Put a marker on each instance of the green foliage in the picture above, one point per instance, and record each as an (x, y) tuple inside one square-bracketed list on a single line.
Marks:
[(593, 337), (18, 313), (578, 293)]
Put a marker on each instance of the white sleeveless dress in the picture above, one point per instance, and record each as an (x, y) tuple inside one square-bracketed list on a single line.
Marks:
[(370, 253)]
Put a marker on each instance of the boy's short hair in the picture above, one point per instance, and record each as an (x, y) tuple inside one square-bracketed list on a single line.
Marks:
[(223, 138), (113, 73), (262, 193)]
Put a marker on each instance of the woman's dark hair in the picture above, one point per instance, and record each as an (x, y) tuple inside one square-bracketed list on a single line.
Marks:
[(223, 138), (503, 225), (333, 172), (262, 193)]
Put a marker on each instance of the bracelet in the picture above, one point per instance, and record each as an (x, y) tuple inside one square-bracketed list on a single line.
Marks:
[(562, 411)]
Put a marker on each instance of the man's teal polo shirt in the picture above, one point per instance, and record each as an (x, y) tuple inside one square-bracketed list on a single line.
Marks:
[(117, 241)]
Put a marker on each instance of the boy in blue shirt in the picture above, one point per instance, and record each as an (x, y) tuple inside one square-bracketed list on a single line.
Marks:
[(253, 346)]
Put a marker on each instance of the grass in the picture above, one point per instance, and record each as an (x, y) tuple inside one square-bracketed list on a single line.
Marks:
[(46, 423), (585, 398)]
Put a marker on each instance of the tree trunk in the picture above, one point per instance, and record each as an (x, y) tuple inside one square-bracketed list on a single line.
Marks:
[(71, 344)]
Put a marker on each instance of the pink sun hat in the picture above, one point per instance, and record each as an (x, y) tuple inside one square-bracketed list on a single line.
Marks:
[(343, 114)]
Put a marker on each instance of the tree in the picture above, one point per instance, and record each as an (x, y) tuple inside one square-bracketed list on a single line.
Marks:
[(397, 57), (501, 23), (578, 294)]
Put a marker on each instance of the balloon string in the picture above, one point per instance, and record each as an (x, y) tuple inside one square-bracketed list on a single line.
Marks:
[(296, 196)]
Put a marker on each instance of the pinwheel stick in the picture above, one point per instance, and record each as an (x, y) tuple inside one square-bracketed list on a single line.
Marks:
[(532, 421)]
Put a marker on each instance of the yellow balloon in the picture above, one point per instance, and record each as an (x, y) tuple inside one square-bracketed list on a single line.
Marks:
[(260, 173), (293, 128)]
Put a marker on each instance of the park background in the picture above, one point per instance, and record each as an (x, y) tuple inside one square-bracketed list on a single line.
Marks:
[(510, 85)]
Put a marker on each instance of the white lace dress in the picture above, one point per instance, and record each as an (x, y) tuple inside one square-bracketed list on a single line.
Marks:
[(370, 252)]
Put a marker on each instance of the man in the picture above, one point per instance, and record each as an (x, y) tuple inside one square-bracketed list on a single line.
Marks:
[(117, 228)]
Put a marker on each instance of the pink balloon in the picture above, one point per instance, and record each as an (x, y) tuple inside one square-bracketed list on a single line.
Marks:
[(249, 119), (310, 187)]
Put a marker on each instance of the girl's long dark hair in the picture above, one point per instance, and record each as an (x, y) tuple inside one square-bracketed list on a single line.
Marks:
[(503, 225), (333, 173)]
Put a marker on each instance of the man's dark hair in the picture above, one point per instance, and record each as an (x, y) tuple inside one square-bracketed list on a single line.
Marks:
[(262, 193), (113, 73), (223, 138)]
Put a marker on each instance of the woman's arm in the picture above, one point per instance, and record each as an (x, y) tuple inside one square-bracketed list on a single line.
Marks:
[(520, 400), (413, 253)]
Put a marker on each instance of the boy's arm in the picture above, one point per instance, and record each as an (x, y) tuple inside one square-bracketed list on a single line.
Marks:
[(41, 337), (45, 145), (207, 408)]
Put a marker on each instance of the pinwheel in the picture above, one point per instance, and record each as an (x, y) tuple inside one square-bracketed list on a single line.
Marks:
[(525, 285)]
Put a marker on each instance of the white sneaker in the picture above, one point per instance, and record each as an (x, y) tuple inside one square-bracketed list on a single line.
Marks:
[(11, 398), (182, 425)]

··········

__Stated goal__
Edit all of the data above by replacing every "Marks" with "Coordinates", and leave everything else unchanged.

__Task result__
Put a marker on each instance of the green foliage in the picture above, one point per instance, and record each as an (x, y) tuple inside one square-bracketed list on a single line.
Coordinates:
[(593, 337), (18, 313), (578, 293)]
Put a marker on each instance of the white sleeveless dress in the picture above, one point per instance, and record each as an (x, y) tuple inside one square-bracketed list on a single line.
Coordinates:
[(370, 253)]
Put a marker on each instance of the boy's short hair in the picture above, one point per instance, and record each as an (x, y) tuple inside one square-bracketed list on a single line.
Coordinates:
[(223, 138), (113, 73), (262, 193)]
Put a marker on each instance of the woman's dark hair in the picture above, one point per instance, and record each as an (x, y) tuple inside one square-bracketed list on a single line.
Coordinates:
[(223, 138), (503, 225), (333, 172), (262, 193)]
Put a marker on each instance of the bracelet in the picture above, one point per instance, and record each as an (x, y) tuple inside one square-bracketed list on a single line.
Coordinates:
[(562, 411)]
Put a marker on each instance of the man's teal polo shirt in the picture above, one point per instance, and record each as an (x, y) tuple inside one square-bracketed list on a single line.
Coordinates:
[(117, 241)]
Put a marker on each instance of the boy in blue shirt in the picture above, one point per instance, and record each as an (x, y) tuple inside one square-bracketed list on a single line.
Coordinates:
[(253, 346)]
Put a marker on each instance of the grass in the picture above, one point per instance, and record each as an (x, y) tuple inside one square-bracketed list on a single line.
Coordinates:
[(46, 423), (585, 398)]
Put a marker on each instance of the tree trunk in the picture above, one point per instance, and record each as an (x, y) tuple inside one square-bracketed list on a single line.
Coordinates:
[(71, 344)]
Put a marker on each instance of the pink sun hat in the picture above, one point per instance, and record each as an (x, y) tuple inside one square-bracketed list on a single line.
Coordinates:
[(343, 114)]
Put a marker on each instance of the tree in the picture above, one point per instance, and record each as an (x, y) tuple inside one square-bracketed list on a single line.
Coordinates:
[(397, 57), (501, 23), (578, 294)]
Put a marker on each instance of the balloon string in the picture above, one point per instance, and record each as an (x, y) tuple inside one square-bracketed list on a single line.
Coordinates:
[(296, 196)]
Put a marker on each instance of the pinwheel stick in the picture above, one point per instance, and record each as an (x, y) tuple inside one square-bracketed list on a single line.
Coordinates:
[(532, 421)]
Put a marker on each instance of the yellow balloon in the picture above, one point per instance, and record each as an (x, y) tuple inside one square-bracketed list on a single line.
Coordinates:
[(260, 173), (293, 128)]
Put a marker on each instance of the park background in the picture above, one point per instance, and record each as an (x, y) tuple inside one square-bracketed list on a single line.
Coordinates:
[(510, 85)]
Put a marker on each instance of the white lace dress in the picture above, one point per instance, and record each as an (x, y) tuple inside one square-bracketed list on a single line.
Coordinates:
[(370, 252)]
Put a marker on each instance of the man in the picture above, one point per instance, and record each as an (x, y) tuple inside one square-bracketed list on a single line.
Coordinates:
[(117, 228)]
Put a marker on each instance of the pink balloon in the picture above, one point per instance, and record each as an (x, y) tuple inside one square-bracketed list on a single line.
Coordinates:
[(249, 119), (310, 187)]
Put a marker on each instance of the girl's long dark hair in the picture above, one point per instance, and record each as an (x, y) tuple inside one square-bracketed list on a single line.
Coordinates:
[(503, 225), (333, 173)]
Put a marker on each instance of the man's dark hair in the picture above, one point per instance, and record each as an (x, y) tuple inside one square-bracketed list on a single line.
Coordinates:
[(262, 193), (113, 73), (223, 138)]
Put a marker on each instance of the woman's arm in the picture above, one point per instance, and record each as an (x, y) tuple inside one square-bracketed list on a single line.
Coordinates:
[(520, 400), (413, 253)]
Put a marker on each instance of the boy's arm in the picture above, one point per instance, and record each as an (x, y) tuple inside one square-bracketed list on a single line.
Coordinates:
[(41, 337), (45, 145), (207, 408)]
Put a marker on each instance of the pinwheel in the picture above, one point per instance, and record each as an (x, y) tuple inside one square-bracketed list on a single line.
Coordinates:
[(525, 285)]
Put a marker on each instance of the white sneaker in the picture above, one point per instance, and record each as an (x, y) tuple inside one square-bracketed list on a single line.
Coordinates:
[(11, 398), (182, 425)]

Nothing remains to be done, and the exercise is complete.